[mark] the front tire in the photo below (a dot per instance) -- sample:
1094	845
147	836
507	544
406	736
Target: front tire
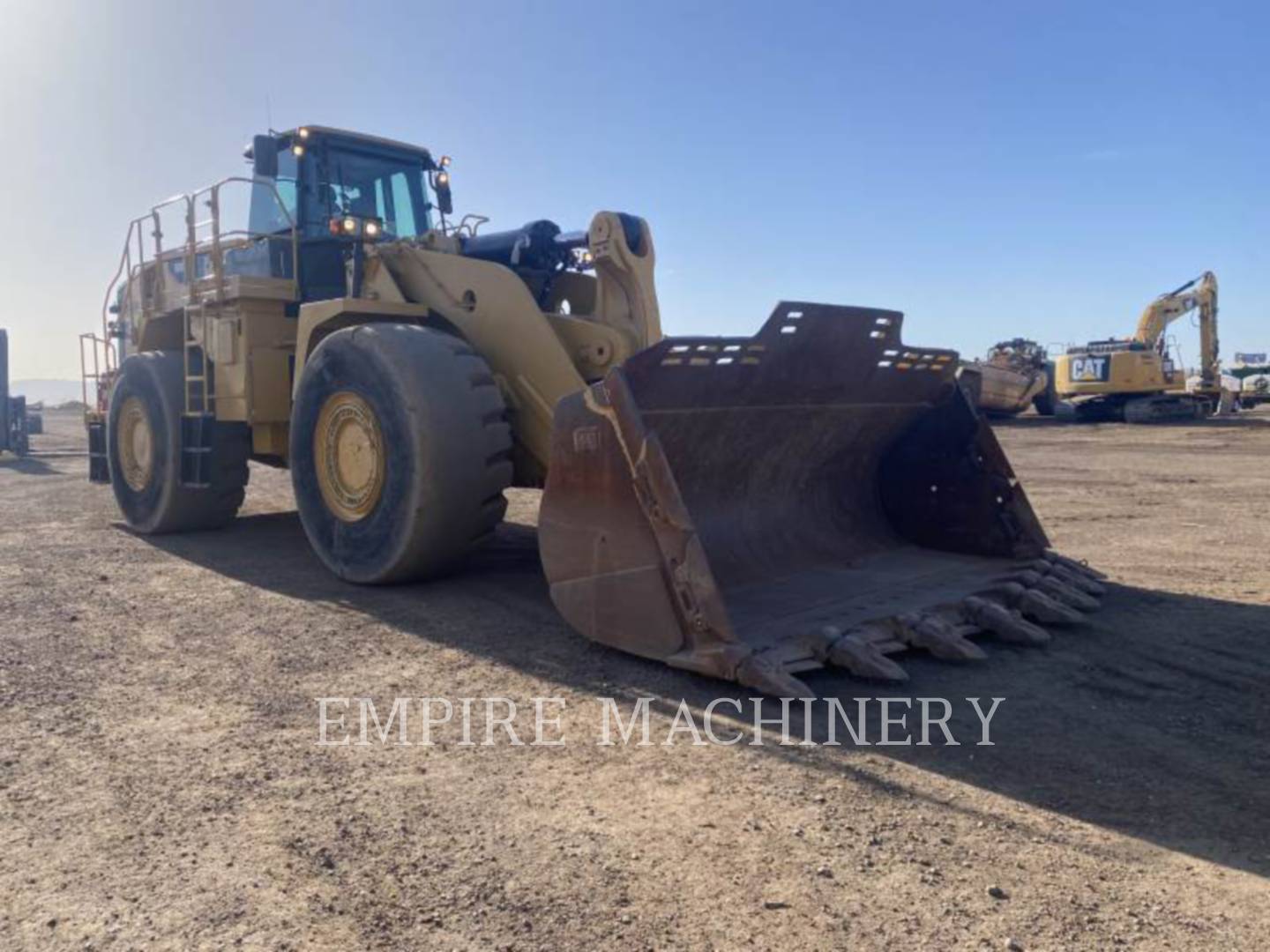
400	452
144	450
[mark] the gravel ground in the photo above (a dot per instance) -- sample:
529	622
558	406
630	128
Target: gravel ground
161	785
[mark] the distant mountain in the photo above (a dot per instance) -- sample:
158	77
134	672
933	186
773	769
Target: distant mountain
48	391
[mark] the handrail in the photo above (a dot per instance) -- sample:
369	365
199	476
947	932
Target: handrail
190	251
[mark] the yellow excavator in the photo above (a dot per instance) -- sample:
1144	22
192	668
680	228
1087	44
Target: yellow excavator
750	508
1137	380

==

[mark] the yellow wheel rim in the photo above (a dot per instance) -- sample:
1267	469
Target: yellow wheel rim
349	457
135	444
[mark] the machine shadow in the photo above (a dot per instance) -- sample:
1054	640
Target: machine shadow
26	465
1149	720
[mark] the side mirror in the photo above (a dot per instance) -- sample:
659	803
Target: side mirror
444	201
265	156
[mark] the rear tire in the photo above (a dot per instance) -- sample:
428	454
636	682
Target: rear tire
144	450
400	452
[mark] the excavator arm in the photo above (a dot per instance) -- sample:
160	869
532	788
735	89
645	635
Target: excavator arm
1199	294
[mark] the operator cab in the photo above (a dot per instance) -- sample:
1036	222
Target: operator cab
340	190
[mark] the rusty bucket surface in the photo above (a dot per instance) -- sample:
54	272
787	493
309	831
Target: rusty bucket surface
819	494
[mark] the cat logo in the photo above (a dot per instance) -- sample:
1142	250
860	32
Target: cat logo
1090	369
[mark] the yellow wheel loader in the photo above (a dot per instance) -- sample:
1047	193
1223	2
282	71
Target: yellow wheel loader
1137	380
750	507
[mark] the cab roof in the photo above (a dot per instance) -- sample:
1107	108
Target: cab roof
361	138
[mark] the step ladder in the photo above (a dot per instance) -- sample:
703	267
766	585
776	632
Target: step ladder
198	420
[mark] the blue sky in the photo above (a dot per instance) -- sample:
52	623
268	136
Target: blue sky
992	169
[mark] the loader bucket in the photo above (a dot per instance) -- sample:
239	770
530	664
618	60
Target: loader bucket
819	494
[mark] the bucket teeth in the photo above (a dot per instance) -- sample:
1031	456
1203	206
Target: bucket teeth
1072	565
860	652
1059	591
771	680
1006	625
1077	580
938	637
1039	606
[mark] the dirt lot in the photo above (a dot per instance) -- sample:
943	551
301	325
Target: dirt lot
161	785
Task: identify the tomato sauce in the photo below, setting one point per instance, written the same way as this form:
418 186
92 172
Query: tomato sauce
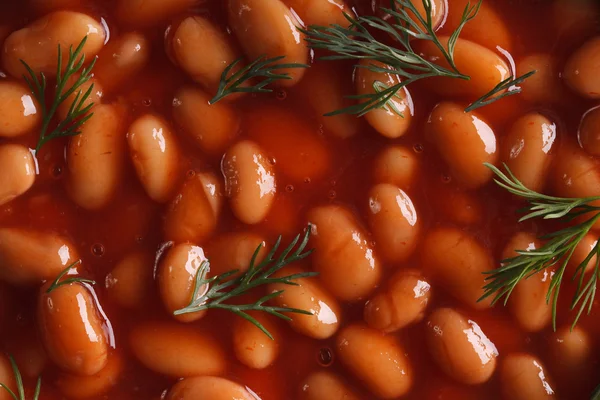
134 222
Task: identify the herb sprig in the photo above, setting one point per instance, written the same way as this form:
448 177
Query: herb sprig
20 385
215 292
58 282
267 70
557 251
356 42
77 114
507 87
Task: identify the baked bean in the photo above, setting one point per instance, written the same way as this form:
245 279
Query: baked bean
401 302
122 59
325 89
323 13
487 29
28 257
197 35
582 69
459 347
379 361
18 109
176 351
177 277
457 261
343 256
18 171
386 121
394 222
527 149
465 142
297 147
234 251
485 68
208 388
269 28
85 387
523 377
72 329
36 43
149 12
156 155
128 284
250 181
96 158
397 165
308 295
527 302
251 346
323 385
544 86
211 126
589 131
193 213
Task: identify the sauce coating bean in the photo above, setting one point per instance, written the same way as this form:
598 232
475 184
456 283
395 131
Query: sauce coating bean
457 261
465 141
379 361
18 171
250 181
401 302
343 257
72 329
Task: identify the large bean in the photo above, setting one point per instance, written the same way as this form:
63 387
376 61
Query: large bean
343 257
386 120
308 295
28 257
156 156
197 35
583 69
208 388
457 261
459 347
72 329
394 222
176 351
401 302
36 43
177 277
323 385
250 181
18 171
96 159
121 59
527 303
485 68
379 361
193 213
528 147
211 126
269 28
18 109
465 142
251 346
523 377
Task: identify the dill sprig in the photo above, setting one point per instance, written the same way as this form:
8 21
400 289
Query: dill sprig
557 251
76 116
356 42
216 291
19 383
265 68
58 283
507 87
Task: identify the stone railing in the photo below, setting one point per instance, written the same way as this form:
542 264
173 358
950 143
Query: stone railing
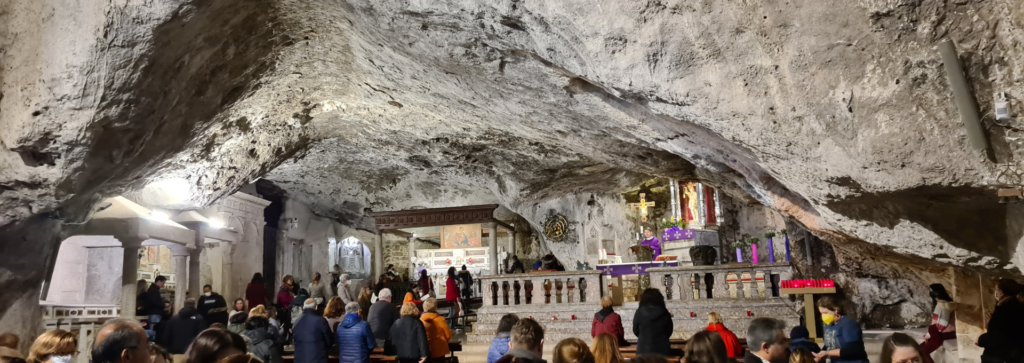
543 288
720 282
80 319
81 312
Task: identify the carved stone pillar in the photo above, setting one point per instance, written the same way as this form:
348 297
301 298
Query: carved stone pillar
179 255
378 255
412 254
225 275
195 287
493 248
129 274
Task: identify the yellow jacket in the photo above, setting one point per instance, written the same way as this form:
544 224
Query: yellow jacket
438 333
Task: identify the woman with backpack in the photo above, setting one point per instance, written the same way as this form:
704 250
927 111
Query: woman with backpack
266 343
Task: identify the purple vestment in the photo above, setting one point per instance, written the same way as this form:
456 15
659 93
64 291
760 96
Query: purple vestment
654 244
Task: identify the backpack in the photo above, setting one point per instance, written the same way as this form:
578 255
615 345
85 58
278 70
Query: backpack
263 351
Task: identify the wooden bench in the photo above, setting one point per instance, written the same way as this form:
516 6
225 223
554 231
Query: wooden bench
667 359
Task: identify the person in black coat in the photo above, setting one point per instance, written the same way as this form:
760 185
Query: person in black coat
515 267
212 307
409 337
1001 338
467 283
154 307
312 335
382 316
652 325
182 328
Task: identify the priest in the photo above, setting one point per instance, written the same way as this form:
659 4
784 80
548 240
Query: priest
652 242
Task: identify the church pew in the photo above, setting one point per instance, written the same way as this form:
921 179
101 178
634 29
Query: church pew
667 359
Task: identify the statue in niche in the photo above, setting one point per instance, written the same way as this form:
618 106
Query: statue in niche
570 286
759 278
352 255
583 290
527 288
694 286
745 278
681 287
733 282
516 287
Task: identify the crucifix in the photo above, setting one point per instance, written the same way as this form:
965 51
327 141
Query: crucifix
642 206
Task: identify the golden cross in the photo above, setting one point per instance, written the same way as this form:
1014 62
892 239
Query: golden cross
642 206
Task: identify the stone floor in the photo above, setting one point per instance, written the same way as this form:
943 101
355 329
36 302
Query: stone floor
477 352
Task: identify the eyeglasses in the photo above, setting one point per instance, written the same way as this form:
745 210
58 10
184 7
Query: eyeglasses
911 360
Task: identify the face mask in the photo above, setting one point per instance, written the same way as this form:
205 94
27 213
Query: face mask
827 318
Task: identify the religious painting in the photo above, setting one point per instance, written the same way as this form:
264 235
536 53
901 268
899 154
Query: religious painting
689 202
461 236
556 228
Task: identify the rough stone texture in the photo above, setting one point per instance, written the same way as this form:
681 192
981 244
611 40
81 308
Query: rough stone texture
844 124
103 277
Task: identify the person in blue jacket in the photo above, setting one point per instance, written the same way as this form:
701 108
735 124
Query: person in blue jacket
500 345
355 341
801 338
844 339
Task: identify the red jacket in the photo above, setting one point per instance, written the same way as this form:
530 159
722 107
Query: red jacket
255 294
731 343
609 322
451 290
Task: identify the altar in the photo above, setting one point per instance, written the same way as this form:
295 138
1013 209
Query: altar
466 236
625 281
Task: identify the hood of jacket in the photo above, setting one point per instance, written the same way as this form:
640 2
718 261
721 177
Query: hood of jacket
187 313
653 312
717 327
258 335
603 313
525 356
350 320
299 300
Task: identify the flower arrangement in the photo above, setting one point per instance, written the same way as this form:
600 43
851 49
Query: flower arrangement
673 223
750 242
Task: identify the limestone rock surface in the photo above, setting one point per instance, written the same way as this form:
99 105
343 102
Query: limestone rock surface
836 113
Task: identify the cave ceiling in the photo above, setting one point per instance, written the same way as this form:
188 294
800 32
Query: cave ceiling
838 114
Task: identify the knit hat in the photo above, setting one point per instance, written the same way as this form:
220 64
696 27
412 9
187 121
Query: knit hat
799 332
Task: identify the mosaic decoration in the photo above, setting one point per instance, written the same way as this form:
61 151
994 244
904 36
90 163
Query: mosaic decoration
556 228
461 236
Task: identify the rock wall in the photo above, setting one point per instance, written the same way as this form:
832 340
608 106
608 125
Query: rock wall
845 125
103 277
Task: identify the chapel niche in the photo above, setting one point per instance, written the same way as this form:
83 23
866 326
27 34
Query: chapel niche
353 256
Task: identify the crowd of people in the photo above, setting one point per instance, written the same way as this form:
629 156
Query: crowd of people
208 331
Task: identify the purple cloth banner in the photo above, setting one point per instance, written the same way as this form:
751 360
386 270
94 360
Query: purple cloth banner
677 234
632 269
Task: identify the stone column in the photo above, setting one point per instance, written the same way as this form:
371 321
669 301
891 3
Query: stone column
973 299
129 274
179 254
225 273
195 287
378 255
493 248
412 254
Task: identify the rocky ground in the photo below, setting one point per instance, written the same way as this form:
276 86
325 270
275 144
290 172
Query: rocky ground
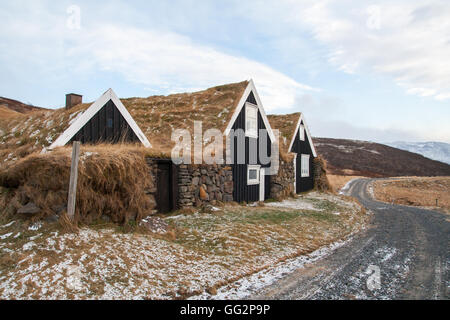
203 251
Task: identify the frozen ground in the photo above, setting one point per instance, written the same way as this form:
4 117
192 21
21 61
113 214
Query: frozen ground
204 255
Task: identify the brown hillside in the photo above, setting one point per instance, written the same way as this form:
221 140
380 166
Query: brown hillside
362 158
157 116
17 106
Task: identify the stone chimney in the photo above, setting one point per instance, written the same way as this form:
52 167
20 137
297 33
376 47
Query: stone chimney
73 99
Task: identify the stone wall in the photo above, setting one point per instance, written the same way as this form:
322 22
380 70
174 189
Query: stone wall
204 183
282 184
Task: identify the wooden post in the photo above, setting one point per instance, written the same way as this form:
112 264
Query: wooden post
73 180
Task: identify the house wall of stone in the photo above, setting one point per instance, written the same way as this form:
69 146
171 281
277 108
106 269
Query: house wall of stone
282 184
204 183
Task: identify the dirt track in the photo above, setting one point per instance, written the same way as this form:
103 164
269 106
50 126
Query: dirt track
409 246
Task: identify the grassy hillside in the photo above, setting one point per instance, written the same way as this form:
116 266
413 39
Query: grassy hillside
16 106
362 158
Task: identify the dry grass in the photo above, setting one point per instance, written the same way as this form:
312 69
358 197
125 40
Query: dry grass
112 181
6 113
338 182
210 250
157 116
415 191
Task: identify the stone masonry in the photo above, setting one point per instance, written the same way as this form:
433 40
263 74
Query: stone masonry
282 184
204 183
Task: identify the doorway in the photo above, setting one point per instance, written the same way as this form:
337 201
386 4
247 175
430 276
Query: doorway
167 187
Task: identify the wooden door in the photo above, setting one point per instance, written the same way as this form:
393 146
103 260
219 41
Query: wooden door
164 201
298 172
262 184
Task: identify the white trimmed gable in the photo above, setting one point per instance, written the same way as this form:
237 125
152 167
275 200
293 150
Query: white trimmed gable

==

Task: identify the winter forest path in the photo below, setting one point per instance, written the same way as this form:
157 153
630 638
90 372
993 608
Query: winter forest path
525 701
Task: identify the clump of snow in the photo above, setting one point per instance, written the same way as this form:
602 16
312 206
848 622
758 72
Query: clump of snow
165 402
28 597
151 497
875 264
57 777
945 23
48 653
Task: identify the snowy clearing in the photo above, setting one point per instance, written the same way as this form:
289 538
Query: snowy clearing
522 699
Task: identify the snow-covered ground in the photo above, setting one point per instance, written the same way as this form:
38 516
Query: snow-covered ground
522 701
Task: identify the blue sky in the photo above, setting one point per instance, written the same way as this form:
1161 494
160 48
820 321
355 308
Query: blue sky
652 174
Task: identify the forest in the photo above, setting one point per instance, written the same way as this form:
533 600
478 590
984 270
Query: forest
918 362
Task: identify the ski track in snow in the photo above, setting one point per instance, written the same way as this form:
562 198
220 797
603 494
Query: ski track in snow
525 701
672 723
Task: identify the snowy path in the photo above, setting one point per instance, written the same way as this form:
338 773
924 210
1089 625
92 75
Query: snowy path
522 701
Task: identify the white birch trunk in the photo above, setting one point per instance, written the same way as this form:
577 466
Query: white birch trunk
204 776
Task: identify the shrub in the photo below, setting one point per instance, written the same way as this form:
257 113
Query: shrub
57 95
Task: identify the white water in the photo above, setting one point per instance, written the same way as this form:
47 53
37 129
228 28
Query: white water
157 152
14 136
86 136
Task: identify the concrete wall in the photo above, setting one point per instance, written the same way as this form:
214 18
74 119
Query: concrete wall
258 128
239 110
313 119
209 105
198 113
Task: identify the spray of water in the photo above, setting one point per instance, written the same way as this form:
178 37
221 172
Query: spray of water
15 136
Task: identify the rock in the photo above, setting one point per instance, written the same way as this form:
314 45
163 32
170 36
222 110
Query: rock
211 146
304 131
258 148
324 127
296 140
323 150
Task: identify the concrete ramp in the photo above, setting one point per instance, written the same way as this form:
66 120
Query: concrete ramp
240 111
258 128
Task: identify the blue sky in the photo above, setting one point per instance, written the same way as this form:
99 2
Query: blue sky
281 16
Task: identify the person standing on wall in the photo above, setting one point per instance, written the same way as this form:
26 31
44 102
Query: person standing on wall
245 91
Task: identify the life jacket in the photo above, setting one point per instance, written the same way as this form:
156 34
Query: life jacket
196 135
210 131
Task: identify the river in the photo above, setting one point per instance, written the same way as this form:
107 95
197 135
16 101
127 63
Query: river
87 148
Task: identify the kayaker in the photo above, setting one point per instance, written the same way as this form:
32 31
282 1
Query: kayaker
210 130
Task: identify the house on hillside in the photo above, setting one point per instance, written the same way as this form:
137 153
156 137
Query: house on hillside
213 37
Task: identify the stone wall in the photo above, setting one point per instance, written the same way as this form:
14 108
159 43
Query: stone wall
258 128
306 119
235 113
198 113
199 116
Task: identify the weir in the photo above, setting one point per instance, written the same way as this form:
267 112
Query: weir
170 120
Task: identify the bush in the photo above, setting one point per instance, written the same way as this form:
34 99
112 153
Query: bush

EXERCISE OBJECTIVE
Scan the material above for lines holding the string "bush" and copy those lines.

ANSWER
Task: identify the bush in the photo above, setting one point per instance, written the same way as this form:
Query: bush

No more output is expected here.